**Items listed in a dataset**

----

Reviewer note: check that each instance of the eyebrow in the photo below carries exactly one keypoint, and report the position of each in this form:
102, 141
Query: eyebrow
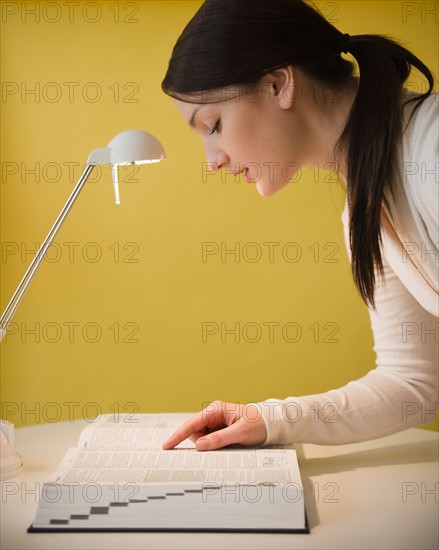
192, 122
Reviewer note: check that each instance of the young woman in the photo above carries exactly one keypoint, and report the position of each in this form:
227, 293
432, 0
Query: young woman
265, 86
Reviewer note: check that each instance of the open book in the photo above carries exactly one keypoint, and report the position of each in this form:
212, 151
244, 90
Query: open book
118, 478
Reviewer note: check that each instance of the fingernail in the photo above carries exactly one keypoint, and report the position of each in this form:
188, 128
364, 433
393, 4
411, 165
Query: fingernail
202, 444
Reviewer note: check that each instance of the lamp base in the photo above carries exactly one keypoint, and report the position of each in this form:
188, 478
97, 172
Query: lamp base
11, 463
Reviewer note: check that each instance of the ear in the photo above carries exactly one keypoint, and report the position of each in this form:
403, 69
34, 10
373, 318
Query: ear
281, 84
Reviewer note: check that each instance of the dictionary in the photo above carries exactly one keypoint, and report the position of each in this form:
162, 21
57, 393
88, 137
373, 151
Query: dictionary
118, 478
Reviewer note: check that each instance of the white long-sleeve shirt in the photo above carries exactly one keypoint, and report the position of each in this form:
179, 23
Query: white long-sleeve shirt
402, 391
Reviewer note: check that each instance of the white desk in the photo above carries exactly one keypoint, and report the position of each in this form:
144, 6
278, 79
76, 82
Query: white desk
377, 494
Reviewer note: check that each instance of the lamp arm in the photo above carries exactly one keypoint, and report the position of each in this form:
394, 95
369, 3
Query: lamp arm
32, 269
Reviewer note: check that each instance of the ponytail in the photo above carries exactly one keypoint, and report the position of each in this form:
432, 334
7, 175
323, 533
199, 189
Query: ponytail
371, 138
236, 42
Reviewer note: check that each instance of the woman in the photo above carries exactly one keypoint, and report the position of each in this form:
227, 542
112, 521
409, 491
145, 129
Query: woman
265, 86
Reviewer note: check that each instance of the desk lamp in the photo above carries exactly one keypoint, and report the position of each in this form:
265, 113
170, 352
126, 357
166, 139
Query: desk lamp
129, 147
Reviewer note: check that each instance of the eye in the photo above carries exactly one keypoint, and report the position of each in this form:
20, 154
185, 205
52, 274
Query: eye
216, 128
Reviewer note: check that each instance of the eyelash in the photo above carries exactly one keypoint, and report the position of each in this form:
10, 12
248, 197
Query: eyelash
216, 128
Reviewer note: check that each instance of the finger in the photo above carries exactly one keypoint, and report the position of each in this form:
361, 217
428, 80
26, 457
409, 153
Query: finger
221, 438
210, 416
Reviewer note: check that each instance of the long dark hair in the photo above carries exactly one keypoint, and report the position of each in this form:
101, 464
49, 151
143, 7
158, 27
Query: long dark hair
236, 42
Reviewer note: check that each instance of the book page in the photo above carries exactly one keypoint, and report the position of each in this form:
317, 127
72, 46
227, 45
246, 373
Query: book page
245, 465
120, 478
147, 431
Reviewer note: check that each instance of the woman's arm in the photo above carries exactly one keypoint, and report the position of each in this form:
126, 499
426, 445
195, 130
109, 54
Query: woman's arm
402, 391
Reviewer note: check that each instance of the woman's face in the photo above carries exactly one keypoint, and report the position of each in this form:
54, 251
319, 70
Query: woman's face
259, 134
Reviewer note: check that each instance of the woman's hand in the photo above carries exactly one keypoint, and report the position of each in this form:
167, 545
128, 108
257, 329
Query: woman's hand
221, 424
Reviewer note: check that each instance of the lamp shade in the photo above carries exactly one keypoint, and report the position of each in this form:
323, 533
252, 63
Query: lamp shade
129, 147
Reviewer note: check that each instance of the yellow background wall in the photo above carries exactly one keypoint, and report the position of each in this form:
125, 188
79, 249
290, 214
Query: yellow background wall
118, 309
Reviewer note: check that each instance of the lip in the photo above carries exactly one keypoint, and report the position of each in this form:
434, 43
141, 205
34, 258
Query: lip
245, 176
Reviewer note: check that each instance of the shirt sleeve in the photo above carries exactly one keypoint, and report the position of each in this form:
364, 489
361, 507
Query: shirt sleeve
401, 392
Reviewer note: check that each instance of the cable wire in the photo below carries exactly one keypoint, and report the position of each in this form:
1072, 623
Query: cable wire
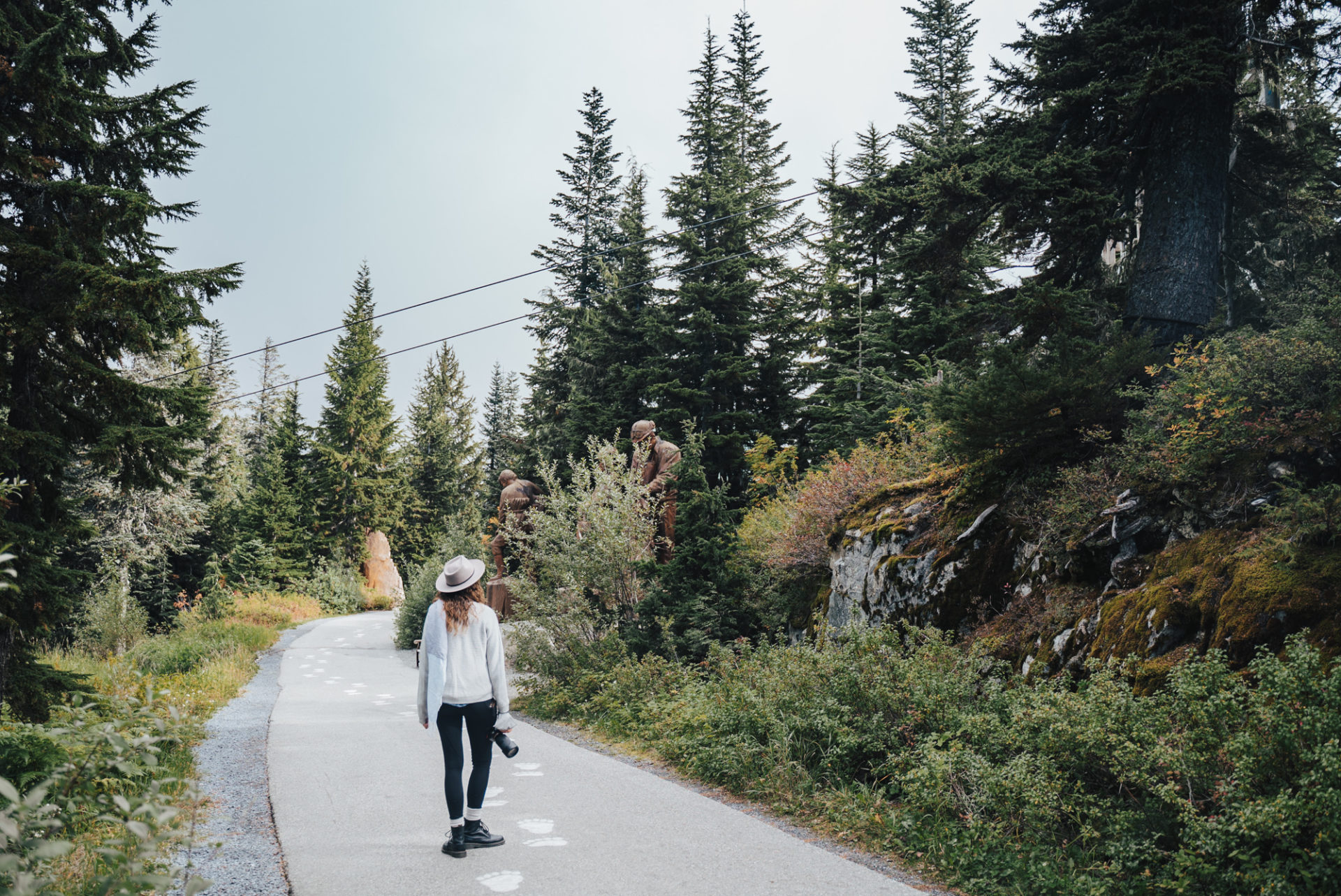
514, 320
499, 282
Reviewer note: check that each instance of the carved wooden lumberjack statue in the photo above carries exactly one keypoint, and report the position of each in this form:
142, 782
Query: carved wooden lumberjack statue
659, 479
517, 498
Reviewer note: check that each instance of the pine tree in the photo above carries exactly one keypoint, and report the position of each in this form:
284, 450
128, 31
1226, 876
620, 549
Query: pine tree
695, 600
268, 405
443, 460
940, 115
1128, 110
356, 479
730, 323
78, 211
585, 219
935, 207
851, 290
501, 427
278, 508
613, 338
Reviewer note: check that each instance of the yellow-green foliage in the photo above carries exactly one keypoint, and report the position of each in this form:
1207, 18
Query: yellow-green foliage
180, 679
274, 609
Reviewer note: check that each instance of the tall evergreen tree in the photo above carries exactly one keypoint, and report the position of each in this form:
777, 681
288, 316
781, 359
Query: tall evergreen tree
277, 511
443, 460
268, 404
851, 288
615, 337
1128, 109
730, 325
585, 218
501, 428
356, 479
85, 284
941, 110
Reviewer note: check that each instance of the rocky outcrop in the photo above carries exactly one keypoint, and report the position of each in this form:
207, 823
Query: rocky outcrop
380, 572
895, 559
1152, 582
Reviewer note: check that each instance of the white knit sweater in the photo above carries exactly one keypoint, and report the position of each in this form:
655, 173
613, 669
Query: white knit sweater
462, 667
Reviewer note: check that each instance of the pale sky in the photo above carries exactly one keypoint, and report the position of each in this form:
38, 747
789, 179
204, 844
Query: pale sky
424, 135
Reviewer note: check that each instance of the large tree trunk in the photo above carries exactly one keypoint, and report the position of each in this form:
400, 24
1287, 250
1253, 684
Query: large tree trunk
1175, 279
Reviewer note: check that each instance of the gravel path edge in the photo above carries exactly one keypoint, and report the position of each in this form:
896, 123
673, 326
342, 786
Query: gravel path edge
577, 737
236, 845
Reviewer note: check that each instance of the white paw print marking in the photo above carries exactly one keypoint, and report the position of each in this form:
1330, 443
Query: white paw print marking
548, 842
502, 881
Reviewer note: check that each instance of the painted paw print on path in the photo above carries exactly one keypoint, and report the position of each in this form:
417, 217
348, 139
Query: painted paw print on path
548, 842
502, 881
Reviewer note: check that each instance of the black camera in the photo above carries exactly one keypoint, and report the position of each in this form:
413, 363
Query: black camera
504, 744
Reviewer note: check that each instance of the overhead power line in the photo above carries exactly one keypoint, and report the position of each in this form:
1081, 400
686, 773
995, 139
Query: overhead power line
514, 320
492, 284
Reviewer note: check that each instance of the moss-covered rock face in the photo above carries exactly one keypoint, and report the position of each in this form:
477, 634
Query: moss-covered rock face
1150, 591
900, 556
1221, 591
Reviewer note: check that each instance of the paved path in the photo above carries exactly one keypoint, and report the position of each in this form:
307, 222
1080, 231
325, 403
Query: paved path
357, 793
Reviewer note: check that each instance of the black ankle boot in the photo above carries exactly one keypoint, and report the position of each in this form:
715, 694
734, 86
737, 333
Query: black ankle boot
455, 844
478, 836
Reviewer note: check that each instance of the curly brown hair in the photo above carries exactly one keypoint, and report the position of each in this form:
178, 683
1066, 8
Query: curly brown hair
456, 605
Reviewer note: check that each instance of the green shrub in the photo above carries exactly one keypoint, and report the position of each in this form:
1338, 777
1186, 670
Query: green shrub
335, 587
186, 648
940, 753
466, 537
29, 754
110, 778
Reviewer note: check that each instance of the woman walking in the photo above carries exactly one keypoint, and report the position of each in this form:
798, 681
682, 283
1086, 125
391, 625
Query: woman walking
462, 677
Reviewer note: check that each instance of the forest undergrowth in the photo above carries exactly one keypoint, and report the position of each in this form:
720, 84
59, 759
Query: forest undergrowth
903, 744
102, 793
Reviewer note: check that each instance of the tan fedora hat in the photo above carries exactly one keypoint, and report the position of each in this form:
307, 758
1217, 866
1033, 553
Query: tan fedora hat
459, 573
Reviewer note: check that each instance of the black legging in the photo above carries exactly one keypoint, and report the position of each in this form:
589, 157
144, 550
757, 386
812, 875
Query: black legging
479, 725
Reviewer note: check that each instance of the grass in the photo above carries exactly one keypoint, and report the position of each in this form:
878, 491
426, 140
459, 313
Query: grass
191, 671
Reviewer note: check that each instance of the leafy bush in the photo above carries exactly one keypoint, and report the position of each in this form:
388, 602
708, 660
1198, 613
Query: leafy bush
466, 538
582, 555
1212, 785
29, 754
791, 530
335, 587
113, 749
1217, 411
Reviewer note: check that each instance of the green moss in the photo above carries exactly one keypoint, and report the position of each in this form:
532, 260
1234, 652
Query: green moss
1233, 591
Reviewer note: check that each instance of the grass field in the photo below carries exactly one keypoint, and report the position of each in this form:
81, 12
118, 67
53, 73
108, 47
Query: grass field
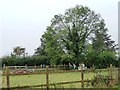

----

**Given task**
Pull out every line of the records above that contains the word "carved", and copy each one in full.

**Written answer**
Reviewer note: check that each instance of the carved wooden lumberjack statue in the photo above carries exactly one keypoint, and report the position of each in this form:
Query: carved wooden lumberjack statue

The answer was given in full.